_Instruction_
Rewrite the stretch from the line containing "Can you please pinpoint where the scrolled" through the line containing "[[74, 106, 167, 295]]", substituting "exact" for "precise" and leaving everything else unchanged.

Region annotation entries

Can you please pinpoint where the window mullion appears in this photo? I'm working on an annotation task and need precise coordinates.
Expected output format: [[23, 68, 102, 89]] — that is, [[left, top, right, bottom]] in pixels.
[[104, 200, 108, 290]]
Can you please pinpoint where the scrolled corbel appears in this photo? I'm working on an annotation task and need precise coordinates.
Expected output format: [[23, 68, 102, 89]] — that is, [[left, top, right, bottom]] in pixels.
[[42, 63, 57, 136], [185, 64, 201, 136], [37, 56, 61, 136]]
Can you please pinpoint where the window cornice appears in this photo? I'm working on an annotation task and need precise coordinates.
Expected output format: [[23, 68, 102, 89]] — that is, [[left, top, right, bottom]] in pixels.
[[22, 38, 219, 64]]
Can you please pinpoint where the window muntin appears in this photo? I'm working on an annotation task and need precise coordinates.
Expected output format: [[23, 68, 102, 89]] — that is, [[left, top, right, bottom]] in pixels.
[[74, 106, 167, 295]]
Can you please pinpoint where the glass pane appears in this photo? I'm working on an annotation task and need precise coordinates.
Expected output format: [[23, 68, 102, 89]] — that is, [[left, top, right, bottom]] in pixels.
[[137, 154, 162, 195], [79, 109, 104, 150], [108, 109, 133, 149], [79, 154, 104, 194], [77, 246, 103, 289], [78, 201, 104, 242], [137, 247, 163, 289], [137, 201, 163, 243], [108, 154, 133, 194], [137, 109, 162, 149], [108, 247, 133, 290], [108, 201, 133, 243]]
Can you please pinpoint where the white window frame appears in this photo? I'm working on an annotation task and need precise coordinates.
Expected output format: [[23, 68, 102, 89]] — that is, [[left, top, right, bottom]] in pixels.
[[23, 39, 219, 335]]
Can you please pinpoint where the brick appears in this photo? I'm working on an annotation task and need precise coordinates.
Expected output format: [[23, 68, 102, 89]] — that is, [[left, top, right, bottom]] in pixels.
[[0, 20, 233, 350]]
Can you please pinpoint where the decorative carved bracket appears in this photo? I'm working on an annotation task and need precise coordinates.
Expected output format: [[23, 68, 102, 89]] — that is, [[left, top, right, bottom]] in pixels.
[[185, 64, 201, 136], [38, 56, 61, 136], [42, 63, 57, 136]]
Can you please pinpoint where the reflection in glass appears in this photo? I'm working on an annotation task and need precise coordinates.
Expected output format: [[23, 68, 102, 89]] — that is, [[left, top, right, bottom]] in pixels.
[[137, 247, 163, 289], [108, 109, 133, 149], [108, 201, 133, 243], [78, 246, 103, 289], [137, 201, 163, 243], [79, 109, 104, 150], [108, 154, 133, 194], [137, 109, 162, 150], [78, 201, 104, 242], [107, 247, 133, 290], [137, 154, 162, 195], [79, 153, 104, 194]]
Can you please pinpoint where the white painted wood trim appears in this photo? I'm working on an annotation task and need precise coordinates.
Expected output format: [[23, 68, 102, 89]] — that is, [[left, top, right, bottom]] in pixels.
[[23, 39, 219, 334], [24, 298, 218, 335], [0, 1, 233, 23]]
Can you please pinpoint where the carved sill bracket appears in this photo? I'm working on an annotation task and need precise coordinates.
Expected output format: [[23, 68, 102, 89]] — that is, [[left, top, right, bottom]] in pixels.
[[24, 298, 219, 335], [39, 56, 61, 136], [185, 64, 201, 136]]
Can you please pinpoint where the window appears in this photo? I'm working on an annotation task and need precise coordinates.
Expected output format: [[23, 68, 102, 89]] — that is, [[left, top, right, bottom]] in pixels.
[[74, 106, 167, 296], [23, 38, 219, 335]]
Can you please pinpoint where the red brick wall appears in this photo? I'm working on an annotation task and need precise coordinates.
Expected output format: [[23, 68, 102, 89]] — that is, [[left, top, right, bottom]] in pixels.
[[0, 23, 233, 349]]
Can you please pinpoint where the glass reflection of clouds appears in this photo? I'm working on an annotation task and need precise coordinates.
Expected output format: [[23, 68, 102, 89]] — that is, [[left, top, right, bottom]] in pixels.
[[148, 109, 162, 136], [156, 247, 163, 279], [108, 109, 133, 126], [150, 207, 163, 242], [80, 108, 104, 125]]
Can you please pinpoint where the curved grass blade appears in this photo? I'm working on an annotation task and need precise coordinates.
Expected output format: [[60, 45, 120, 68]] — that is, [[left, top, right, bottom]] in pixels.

_Result for this exercise_
Can you please pinpoint where the scrolled corbel appears in this photo? I'm working on an annotation task and need exact coordinates.
Expected output format: [[23, 68, 102, 89]] — that is, [[left, top, right, bottom]] in pixels.
[[42, 63, 57, 136], [185, 64, 201, 136], [37, 56, 61, 136]]
Can you please pinpoint where the window cornice appears in this photo? I'm working on an annotation task and need exact coordinates.
Expected output format: [[23, 68, 102, 89]] — that is, [[left, top, right, bottom]] in pixels.
[[22, 38, 219, 64]]
Can you please pinpoint where the window muntin appears in this photo? I'm working on an annotation task and need exact coordinates.
Expected output format: [[23, 68, 102, 89]] — that is, [[left, top, right, bottom]] in pixels.
[[74, 106, 167, 295]]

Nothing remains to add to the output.